** Start **
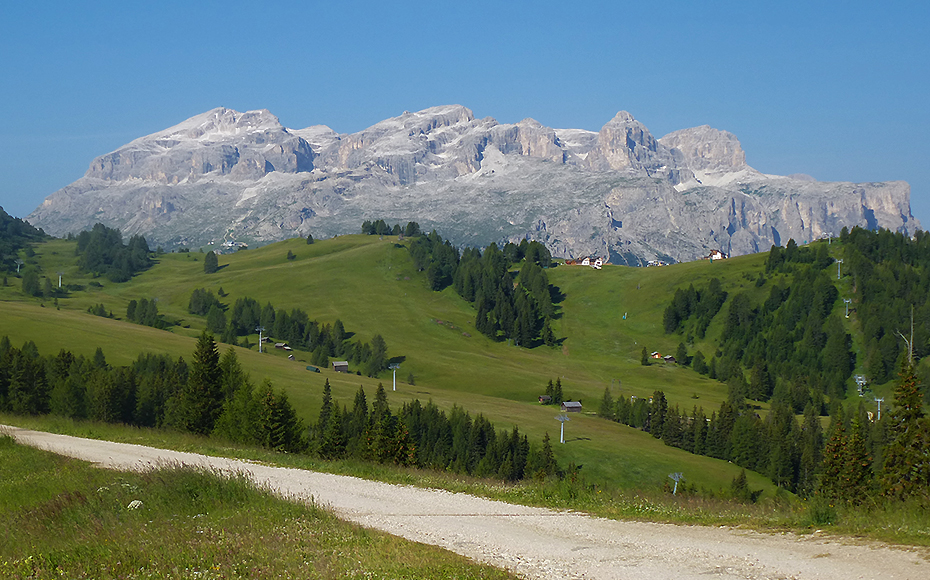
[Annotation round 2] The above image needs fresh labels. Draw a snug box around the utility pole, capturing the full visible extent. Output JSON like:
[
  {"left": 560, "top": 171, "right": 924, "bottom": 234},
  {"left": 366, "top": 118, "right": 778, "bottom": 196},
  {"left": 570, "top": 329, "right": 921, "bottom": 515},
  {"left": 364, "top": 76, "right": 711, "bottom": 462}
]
** End **
** Start **
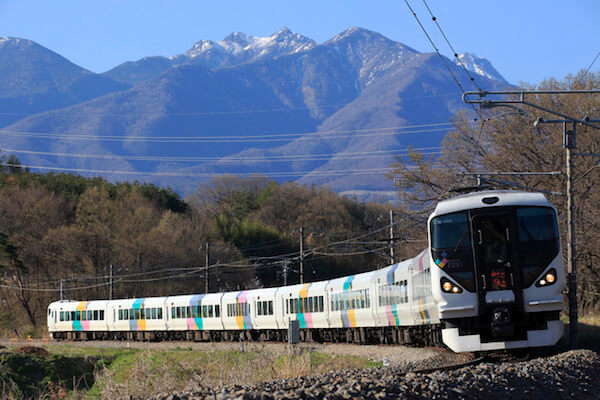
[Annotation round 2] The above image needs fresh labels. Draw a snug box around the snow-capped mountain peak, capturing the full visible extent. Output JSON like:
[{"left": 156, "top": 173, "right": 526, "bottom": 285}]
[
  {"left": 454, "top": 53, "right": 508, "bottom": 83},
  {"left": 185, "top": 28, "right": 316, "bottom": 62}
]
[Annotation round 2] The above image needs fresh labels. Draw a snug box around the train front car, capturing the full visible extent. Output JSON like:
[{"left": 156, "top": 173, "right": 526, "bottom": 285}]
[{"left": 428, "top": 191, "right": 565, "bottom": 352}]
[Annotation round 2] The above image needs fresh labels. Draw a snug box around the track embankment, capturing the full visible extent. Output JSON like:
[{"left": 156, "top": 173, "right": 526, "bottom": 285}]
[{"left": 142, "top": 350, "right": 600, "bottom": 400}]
** End **
*Written exercise*: Report each line in the records above that contains the word "round", copying the whole line. Treat the match as case-sensitive.

*Task result*:
[Annotation round 2] The above image needs fresh labels. Draw a snug box around the utility pole, capturing the full visible extent. Output JSON like:
[Annotation round 2] The above image needs fresh labels. Draw a snug box around the snow-capped mountain peak, capturing the full visible extent. Output JSON like:
[Annotation round 2] The above image needs fresh labels. Draw a snug box around the train front car, capturing the full visible extent. Output JSON like:
[Annotation round 2] The above image needs fresh labels. Draw a snug box around the track embankment, capturing the full visible extent. Output JSON like:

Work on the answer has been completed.